To do ▸
Would you reproduce each of the records below precisely, with the pictures left out?

Provided entries ▸
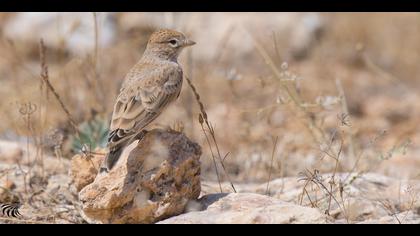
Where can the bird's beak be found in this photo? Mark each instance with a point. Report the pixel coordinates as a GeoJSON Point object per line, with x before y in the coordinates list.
{"type": "Point", "coordinates": [188, 43]}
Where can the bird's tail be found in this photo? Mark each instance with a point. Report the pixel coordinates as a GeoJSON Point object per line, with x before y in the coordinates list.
{"type": "Point", "coordinates": [112, 158]}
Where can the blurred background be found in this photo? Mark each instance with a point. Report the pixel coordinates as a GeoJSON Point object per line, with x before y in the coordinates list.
{"type": "Point", "coordinates": [285, 92]}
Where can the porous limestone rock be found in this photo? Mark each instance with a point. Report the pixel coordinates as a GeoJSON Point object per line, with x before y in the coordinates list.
{"type": "Point", "coordinates": [154, 179]}
{"type": "Point", "coordinates": [247, 208]}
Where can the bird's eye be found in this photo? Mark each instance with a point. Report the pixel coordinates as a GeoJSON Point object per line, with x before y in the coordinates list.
{"type": "Point", "coordinates": [173, 42]}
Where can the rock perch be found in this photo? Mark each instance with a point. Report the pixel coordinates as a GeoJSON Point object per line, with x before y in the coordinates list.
{"type": "Point", "coordinates": [154, 179]}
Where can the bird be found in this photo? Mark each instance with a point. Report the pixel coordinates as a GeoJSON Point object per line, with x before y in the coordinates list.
{"type": "Point", "coordinates": [153, 83]}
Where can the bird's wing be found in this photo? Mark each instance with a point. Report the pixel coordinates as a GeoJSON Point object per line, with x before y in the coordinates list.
{"type": "Point", "coordinates": [141, 101]}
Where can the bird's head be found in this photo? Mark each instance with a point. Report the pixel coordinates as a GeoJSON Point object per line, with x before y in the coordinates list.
{"type": "Point", "coordinates": [167, 44]}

Task response ▸
Where can the bird's beak be found in this photo? Mark each instance with a point. Report the pixel coordinates as a GeoJSON Point object per line, with x before y in the coordinates list.
{"type": "Point", "coordinates": [188, 43]}
Where can the bird's tail be found in this photo? Mark each instance with a point. Report the pixel coordinates as a GeoJSON Point object per line, with x before y in the coordinates list.
{"type": "Point", "coordinates": [112, 158]}
Where can the blurred background be found in this photo? Mark each instance with a point. Report the pixel coordinates as a GeoJSON Point object per line, with x before y in the coordinates list.
{"type": "Point", "coordinates": [285, 92]}
Where can the porous limestone rock be found in this photo? Mark each instance with a point. Report the pixel coordinates as a GeoJSON Point object per line, with x before y in the coordinates list.
{"type": "Point", "coordinates": [154, 179]}
{"type": "Point", "coordinates": [247, 208]}
Where can the bird's eye be found in this photo? Mark each instance with a point. Report the pixel coordinates as a GeoJSON Point object per line, with x before y in the coordinates list.
{"type": "Point", "coordinates": [173, 42]}
Where can the rock perch be found in this photo? Mark each instance with a point. Report the pixel coordinates as a GeoJSON Point object per line, with x before y in the coordinates list.
{"type": "Point", "coordinates": [154, 179]}
Where can the bird be found in this photo? Mark each instance with a point. Report the pixel coordinates as a GeoJSON Point object per line, with x before y in the coordinates list.
{"type": "Point", "coordinates": [153, 83]}
Where can the bird's wing be found in this photo? Mark each instance with a point. Report the pixel coordinates as a GeoJSON Point object per line, with x before y in the coordinates list.
{"type": "Point", "coordinates": [141, 101]}
Where can the bird's head be found in this photo? Mark each instance with a point. Report the pixel coordinates as a GeoJSON Point object per line, with x before y in the coordinates list.
{"type": "Point", "coordinates": [167, 44]}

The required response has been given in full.